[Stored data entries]
────────────────────

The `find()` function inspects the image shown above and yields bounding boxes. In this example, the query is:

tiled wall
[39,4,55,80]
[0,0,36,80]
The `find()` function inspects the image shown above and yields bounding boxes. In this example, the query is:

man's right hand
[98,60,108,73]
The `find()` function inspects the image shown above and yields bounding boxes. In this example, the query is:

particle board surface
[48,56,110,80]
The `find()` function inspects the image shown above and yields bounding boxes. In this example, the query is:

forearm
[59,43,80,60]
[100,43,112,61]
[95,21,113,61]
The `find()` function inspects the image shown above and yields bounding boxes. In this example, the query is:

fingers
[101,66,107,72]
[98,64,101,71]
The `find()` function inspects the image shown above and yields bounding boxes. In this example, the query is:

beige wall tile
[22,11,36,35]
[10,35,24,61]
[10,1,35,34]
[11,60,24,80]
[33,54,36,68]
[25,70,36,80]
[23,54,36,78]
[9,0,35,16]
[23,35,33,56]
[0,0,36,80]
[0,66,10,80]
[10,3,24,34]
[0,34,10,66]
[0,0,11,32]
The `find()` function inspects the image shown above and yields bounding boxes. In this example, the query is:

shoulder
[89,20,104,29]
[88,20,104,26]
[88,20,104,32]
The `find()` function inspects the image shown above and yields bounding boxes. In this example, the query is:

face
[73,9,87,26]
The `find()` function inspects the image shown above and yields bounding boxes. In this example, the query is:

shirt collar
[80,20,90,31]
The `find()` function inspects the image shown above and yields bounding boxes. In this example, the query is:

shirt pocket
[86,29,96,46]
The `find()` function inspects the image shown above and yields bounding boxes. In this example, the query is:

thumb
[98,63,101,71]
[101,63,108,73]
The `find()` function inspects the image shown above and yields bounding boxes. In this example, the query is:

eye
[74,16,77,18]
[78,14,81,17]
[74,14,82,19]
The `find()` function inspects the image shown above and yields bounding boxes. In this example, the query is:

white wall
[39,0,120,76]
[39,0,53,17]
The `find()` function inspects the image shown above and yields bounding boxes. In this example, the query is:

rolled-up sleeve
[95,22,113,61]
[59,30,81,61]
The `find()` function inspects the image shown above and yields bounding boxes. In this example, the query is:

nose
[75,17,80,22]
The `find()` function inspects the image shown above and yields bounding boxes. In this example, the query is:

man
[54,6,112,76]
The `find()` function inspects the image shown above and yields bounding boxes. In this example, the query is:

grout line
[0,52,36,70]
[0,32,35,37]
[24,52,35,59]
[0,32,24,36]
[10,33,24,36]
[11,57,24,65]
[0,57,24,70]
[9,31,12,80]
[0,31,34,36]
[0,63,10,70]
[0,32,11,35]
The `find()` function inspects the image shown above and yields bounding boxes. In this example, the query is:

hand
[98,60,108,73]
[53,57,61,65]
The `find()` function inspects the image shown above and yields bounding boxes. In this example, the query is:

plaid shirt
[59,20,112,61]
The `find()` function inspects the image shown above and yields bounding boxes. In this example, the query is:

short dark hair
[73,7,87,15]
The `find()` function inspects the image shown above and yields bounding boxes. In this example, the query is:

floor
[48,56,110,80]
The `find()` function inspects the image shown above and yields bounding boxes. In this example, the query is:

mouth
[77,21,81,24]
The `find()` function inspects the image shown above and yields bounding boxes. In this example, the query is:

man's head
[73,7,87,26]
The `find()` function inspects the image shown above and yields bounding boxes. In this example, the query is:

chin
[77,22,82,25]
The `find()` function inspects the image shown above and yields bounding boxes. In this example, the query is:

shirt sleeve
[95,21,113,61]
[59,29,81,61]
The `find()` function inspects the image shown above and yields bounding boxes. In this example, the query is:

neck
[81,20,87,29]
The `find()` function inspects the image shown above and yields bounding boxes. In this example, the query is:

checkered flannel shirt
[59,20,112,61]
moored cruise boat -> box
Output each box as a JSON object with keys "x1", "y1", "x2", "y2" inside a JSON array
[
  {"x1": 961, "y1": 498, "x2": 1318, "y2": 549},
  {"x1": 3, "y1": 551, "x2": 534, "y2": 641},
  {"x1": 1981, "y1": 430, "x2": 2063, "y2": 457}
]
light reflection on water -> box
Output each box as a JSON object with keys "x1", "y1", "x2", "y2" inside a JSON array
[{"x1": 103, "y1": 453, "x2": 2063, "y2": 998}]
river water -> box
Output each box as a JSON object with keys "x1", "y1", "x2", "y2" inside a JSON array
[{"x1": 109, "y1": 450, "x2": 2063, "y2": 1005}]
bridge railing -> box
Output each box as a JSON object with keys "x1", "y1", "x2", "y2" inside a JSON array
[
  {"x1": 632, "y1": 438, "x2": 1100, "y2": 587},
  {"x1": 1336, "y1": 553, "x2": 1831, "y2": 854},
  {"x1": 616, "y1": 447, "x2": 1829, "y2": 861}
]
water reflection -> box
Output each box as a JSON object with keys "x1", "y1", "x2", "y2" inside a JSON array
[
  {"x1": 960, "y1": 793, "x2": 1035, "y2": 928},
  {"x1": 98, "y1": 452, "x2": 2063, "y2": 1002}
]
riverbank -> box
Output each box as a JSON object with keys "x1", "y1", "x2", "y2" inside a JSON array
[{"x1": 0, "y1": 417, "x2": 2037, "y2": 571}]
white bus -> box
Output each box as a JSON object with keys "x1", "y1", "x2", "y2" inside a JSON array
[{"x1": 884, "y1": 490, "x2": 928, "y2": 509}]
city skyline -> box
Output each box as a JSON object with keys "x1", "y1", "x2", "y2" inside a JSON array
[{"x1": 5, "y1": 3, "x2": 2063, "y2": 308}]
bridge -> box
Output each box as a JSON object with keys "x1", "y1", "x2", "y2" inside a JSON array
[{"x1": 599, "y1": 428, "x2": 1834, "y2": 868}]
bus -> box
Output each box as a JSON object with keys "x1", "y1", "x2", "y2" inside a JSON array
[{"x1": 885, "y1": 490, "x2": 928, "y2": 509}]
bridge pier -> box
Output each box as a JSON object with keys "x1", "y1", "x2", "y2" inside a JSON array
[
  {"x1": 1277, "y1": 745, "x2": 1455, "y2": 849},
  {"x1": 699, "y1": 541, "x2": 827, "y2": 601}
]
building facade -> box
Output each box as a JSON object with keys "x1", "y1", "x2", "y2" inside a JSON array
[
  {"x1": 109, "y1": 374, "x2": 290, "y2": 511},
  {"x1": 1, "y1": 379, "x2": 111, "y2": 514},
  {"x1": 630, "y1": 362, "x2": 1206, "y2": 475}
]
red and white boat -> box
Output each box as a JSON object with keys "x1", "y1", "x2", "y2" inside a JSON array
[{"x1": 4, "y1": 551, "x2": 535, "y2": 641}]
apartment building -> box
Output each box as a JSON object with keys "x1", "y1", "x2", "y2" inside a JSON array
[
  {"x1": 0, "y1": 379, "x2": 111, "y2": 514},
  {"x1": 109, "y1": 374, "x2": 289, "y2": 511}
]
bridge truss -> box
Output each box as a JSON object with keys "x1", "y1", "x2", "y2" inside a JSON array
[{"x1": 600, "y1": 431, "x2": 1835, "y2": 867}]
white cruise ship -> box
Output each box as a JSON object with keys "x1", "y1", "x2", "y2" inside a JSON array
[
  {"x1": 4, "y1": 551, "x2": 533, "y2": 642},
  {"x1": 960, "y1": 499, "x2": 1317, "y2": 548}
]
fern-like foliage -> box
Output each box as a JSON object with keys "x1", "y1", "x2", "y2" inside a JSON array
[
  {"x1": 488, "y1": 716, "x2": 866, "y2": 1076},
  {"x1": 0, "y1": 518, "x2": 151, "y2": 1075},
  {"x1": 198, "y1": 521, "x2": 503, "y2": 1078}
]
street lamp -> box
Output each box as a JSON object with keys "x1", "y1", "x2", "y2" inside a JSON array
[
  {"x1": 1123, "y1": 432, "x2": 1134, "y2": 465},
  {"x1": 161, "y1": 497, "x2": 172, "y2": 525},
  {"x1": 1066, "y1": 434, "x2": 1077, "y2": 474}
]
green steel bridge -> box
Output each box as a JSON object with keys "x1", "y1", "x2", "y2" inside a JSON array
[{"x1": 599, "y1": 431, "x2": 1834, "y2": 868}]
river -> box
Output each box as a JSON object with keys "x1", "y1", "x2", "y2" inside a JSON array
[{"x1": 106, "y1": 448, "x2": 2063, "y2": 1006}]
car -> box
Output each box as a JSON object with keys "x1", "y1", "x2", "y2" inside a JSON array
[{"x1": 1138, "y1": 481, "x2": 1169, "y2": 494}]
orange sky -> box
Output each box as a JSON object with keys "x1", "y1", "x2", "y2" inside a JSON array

────────────────────

PROBLEM DETAILS:
"building" is the word to look for; copy every line of the data that has it.

REPLY TO THE TASK:
building facade -> box
apartment building -> box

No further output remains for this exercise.